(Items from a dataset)
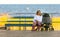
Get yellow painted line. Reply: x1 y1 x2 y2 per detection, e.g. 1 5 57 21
9 18 33 21
6 22 33 24
8 19 19 21
6 22 19 24
20 22 33 24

Aim of the exercise
Output every line of the records exactly, excluding all pictures.

Exercise response
Get yellow painted line. Reply: x1 y1 x2 y2 per detection, e.g. 1 5 57 21
9 18 33 21
6 22 33 24
8 19 19 21
6 22 19 24
20 22 33 24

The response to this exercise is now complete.